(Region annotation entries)

_ _ _

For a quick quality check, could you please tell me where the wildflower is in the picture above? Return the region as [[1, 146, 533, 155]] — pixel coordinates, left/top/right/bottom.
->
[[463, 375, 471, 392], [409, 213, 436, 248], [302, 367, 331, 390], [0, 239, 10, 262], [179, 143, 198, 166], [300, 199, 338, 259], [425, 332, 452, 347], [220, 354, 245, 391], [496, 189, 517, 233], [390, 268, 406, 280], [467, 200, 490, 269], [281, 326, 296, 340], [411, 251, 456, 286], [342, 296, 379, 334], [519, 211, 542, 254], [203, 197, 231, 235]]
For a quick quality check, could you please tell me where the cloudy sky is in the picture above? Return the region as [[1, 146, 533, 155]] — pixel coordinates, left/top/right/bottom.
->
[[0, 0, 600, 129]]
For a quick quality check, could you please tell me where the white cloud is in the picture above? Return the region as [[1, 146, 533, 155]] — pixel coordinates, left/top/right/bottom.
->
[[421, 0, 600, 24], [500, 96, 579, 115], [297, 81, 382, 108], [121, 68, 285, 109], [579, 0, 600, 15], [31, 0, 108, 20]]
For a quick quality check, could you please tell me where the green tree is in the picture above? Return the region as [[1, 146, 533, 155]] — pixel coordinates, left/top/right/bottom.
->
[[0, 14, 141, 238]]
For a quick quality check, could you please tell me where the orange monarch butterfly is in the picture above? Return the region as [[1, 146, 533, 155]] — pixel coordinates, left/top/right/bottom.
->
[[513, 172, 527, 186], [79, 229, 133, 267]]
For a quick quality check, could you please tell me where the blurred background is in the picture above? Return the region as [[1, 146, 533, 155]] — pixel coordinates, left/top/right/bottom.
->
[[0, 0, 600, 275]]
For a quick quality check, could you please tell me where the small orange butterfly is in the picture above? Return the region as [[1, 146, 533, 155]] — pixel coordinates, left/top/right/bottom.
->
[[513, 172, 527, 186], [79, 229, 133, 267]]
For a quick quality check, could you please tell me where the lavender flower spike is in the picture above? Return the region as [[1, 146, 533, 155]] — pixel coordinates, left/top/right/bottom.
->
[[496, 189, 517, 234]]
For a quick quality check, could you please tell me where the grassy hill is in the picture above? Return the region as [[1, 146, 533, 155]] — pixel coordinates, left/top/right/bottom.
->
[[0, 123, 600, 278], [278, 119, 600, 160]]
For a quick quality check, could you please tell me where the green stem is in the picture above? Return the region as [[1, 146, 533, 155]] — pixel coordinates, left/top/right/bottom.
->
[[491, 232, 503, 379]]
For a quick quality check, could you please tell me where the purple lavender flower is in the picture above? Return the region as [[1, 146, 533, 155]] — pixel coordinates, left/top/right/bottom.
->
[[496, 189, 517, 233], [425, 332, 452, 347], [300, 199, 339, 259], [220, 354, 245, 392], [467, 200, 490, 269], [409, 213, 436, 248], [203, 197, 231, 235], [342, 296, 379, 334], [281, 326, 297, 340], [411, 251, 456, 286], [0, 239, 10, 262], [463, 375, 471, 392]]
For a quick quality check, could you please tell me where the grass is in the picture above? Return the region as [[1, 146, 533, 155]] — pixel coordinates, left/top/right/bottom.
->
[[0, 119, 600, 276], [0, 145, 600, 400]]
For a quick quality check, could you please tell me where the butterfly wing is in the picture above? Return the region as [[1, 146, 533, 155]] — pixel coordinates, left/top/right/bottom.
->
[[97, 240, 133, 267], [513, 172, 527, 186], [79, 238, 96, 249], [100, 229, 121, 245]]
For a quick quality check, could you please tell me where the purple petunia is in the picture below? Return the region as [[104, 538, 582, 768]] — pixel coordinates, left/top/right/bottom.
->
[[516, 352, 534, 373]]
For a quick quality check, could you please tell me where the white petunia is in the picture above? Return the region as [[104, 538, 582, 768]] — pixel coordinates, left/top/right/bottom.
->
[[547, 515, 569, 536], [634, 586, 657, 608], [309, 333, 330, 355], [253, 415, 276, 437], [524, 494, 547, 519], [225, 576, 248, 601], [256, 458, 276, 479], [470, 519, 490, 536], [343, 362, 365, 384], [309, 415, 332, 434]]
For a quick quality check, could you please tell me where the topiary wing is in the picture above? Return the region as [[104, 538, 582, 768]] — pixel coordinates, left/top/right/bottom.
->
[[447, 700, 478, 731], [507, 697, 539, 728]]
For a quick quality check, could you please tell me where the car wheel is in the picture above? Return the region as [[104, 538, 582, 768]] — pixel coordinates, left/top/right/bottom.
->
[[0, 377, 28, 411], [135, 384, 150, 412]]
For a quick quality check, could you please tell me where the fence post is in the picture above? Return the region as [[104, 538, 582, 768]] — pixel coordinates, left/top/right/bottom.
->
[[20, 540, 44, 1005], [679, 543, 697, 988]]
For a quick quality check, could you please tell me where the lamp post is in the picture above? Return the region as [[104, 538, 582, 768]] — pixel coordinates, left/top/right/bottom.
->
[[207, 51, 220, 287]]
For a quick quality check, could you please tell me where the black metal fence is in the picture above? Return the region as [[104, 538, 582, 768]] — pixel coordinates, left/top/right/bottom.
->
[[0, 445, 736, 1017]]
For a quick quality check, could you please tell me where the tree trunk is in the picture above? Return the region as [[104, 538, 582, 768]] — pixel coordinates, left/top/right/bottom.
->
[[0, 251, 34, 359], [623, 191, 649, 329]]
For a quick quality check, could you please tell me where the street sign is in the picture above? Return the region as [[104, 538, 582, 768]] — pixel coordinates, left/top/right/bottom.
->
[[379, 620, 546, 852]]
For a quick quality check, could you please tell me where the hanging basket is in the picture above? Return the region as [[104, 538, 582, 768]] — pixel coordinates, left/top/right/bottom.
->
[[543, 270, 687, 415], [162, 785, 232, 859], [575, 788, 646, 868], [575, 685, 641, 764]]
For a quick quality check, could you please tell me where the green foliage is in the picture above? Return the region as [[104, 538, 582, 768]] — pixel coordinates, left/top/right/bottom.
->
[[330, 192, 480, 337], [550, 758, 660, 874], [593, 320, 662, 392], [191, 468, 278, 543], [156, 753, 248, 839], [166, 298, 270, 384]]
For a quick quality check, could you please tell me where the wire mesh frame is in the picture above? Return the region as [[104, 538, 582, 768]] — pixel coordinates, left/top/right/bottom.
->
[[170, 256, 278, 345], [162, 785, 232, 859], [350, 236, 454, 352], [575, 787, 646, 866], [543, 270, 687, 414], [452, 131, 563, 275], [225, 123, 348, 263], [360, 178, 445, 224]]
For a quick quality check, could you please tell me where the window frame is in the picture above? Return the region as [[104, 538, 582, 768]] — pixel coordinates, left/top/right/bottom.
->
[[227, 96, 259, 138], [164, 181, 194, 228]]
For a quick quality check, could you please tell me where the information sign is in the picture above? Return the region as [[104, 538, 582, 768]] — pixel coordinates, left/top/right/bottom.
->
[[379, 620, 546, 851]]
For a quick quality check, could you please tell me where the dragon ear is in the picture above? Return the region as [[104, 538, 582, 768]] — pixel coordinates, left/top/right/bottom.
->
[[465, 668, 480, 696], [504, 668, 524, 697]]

_ _ _

_STATED GOAL_. Rewrite every line of the entries above as a numbered list, omitting any blank lines.

_TASK RESPONSE_.
1. For a quick quality check, could you please tell me where the wildflower is in the picture above? Return the region as [[1, 146, 533, 155]] — pixel coordinates, left/top/right/bottom.
2. ->
3. [[463, 375, 471, 392], [409, 213, 436, 248], [302, 367, 331, 390], [0, 239, 10, 262], [179, 143, 198, 166], [300, 199, 338, 259], [425, 332, 452, 347], [220, 354, 245, 391], [496, 189, 517, 233], [390, 268, 406, 280], [467, 200, 490, 269], [281, 326, 296, 340], [411, 251, 456, 286], [342, 296, 379, 334], [519, 211, 542, 254], [203, 197, 231, 235]]
4. For a quick quality check, could you please tell me where the cloudy sky is in the picture above? Return the region as [[1, 146, 533, 155]] — pixel coordinates, left/top/right/bottom.
5. ->
6. [[0, 0, 600, 129]]
7. For a quick quality check, could you please tell me where the white cloud is in the picture above? Return the region as [[1, 146, 533, 155]] — pixel coordinates, left/top/right/bottom.
8. ->
9. [[421, 0, 600, 24], [500, 96, 579, 115], [297, 81, 382, 108], [121, 68, 285, 109], [579, 0, 600, 15], [31, 0, 108, 20]]
10. For a quick quality check, could you please tell me where the green tree is in the picture above? Return the region as [[1, 146, 533, 155]] — pixel coordinates, left/top/right/bottom.
11. ->
12. [[0, 14, 141, 238]]
13. For a quick quality check, could you please tell me where the orange monarch butterfly is in the picture above? Return the region as [[1, 146, 533, 155]] — pixel coordinates, left/top/right/bottom.
14. ->
15. [[513, 172, 527, 186], [79, 229, 133, 267]]
16. For a quick quality check, could you please tell me where the blurred background is in the picture above? Return the region as [[1, 146, 533, 155]] — pixel coordinates, left/top/right/bottom.
17. ->
18. [[0, 0, 600, 275]]
19. For a quick quality check, could you please tell me where the small orange butterfly is in the picture above? Return the region as [[1, 146, 533, 155]] — pixel coordinates, left/top/right/bottom.
20. ->
21. [[513, 172, 527, 186], [79, 229, 133, 267]]
22. For a quick quality check, could you please tell me where the lavender flower spike is in the picture above? Return the region as [[1, 146, 533, 155]] — pixel coordinates, left/top/right/bottom.
23. ->
24. [[496, 189, 517, 234]]
25. For a quick quality check, could you please tell me where the grassy hill is in the picture above? Return the region as [[1, 146, 533, 155]] — pixel coordinates, left/top/right/bottom.
26. ->
27. [[0, 123, 600, 278], [278, 119, 600, 160]]
28. For a quick quality check, could you please tell me where the green stem is in the picture above? Return the region as [[1, 146, 533, 155]] — pixel coordinates, left/top/right/bottom.
29. ->
30. [[491, 232, 503, 379]]
31. For a quick quality check, could you please tell me where the purple lavender flower is in the picture above? Return the region as [[1, 146, 533, 155]] — pixel coordinates, left/top/right/bottom.
32. ->
33. [[496, 189, 517, 233], [425, 332, 452, 347], [300, 199, 339, 259], [220, 354, 245, 392], [467, 200, 490, 269], [409, 213, 436, 248], [203, 197, 231, 235], [342, 296, 379, 334], [281, 326, 297, 340], [411, 251, 456, 286], [0, 239, 10, 262], [463, 375, 471, 392]]
34. For a quick quality check, could you please tell me where the grass is in the picture above? Return the region as [[1, 146, 533, 155]] — pixel coordinates, left/top/right/bottom.
35. ->
36. [[0, 119, 600, 276], [0, 145, 600, 400]]
37. For a quick quality check, could you please tell me where the butterfly wing is in the picture above? Return the region as [[1, 146, 533, 155]] — pixel coordinates, left/top/right/bottom.
38. ->
39. [[97, 240, 133, 267], [513, 172, 527, 186], [79, 238, 96, 249], [100, 229, 121, 245]]
40. For a quick quality check, could you please tell me where the purple petunia is in the picture below? Return the region as [[104, 538, 582, 768]] — pixel coordinates, left/top/right/bottom.
41. ->
42. [[516, 352, 534, 373]]
43. For a quick quality check, could you please tell me where the white petunia is in the picture above? Return the region as [[104, 538, 582, 768]] — pixel coordinates, left/top/right/bottom.
44. ->
45. [[547, 515, 569, 536], [634, 586, 657, 608], [309, 333, 330, 355], [253, 415, 276, 437], [524, 494, 547, 519], [225, 576, 248, 601], [256, 458, 276, 479], [470, 519, 490, 536], [343, 362, 365, 384], [309, 415, 332, 434]]
46. For a quick quality check, could you please tell me where the topiary wing is in the picture above? Return the region as [[104, 538, 582, 768]] — pixel coordinates, left/top/right/bottom.
47. ->
48. [[447, 700, 478, 731], [507, 697, 539, 728]]
49. For a quick quality check, could you please tell me where the car wheel is in the picture above? Return the region as [[104, 538, 582, 768]] — pixel coordinates, left/top/right/bottom.
50. ->
51. [[0, 377, 28, 411], [135, 384, 150, 412]]
52. For a quick quality check, could you please tell me where the fence post is in the picture above? Return the region as [[104, 538, 582, 768]] — pixel coordinates, left/top/right/bottom.
53. ->
54. [[20, 540, 44, 1005], [679, 543, 697, 988]]
55. For a quick quality check, could you please tell me where the lamp post is in the picture above? Return the region as [[104, 538, 582, 768]] — pixel coordinates, left/top/right/bottom.
56. ->
57. [[207, 51, 220, 287]]
58. For a quick quality check, could you please tell me where the black metal fence is in the picture above? Return the region as [[104, 538, 582, 768]] — pixel coordinates, left/top/right/bottom.
59. ->
60. [[0, 445, 736, 1017]]
61. For a quick quality check, could you please tell me where the tree trunk is in the picture above? Return the region as [[104, 538, 582, 768]] — pixel coordinates, left/top/right/bottom.
62. ->
63. [[0, 251, 34, 359], [623, 191, 649, 329]]
64. For a quick quality check, could you please tell me where the street sign is in the picture above? Return the region as [[104, 538, 582, 768]] — pixel coordinates, left/top/right/bottom.
65. ->
66. [[379, 620, 546, 852]]
67. For a quick quality check, could you please tell me where the hanging basket is in the picture above? Return the region as [[104, 538, 582, 768]] — pixel coordinates, left/top/right/bottom.
68. ->
69. [[543, 270, 687, 415], [162, 785, 232, 859], [575, 788, 646, 868], [575, 685, 641, 764]]
70. For a quick quality check, could you please tell me where the green foliage is in the picture above? Return the region as [[104, 538, 582, 768]] — pixel coordinates, left/top/right/bottom.
71. ->
72. [[330, 192, 480, 337], [550, 758, 660, 874], [593, 320, 662, 392], [191, 468, 278, 543], [156, 753, 248, 839], [166, 298, 270, 384]]
73. For a quick quality check, could you please tell me where the wire mesh frame is in the picture above? Return the region as [[104, 538, 582, 768]] — pixel coordinates, left/top/right/bottom.
74. ->
75. [[170, 256, 278, 345], [162, 785, 232, 859], [350, 236, 454, 352], [575, 787, 646, 866], [543, 270, 687, 414], [452, 131, 563, 275], [225, 123, 348, 263], [360, 178, 445, 224]]
76. For a quick quality check, could you please tell me where the window frame is in the picture above? Return the region as [[104, 538, 582, 768]] — pixel coordinates, left/top/right/bottom.
77. ->
78. [[227, 96, 259, 138], [164, 181, 194, 228]]
79. For a quick quality check, could you please tell me where the information sign is in the picture above? Return the region as [[104, 538, 582, 768]] — pixel coordinates, left/top/right/bottom.
80. ->
81. [[379, 620, 546, 851]]
82. For a quick quality check, could you please tell me where the dragon ear is in the picture above? Return the region as [[104, 538, 582, 768]] — pixel coordinates, left/top/right/bottom.
83. ->
84. [[465, 668, 480, 696], [504, 668, 524, 697]]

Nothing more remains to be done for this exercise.